* [Assignment] Give the whole listing again, exactly as written.

---

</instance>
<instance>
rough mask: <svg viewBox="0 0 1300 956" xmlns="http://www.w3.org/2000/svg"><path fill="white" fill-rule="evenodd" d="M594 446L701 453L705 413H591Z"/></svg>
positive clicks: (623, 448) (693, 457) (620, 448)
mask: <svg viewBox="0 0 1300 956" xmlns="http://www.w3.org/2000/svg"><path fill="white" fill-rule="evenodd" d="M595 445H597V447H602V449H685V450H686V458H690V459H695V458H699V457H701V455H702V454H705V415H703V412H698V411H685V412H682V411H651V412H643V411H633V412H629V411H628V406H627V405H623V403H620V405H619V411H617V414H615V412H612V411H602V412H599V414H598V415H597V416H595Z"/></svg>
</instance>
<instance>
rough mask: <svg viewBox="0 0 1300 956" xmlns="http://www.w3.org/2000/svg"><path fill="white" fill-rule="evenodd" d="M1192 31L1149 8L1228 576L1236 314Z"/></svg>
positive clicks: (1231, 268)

---

* [Exercise solution]
</instance>
<instance>
rough mask: <svg viewBox="0 0 1300 956" xmlns="http://www.w3.org/2000/svg"><path fill="white" fill-rule="evenodd" d="M594 446L701 453L705 413H591Z"/></svg>
positive clicks: (623, 448) (693, 457) (620, 448)
mask: <svg viewBox="0 0 1300 956" xmlns="http://www.w3.org/2000/svg"><path fill="white" fill-rule="evenodd" d="M595 445H597V447H602V449H685V450H686V458H690V459H695V458H699V457H701V455H702V454H705V415H703V412H698V411H685V412H682V411H651V412H643V411H633V412H629V411H628V406H627V405H623V403H620V405H619V411H617V414H615V412H612V411H602V412H599V414H598V415H597V416H595Z"/></svg>
</instance>
<instance>
rough mask: <svg viewBox="0 0 1300 956" xmlns="http://www.w3.org/2000/svg"><path fill="white" fill-rule="evenodd" d="M1192 31L1149 8L1228 576L1236 314Z"/></svg>
positive clicks: (1231, 268)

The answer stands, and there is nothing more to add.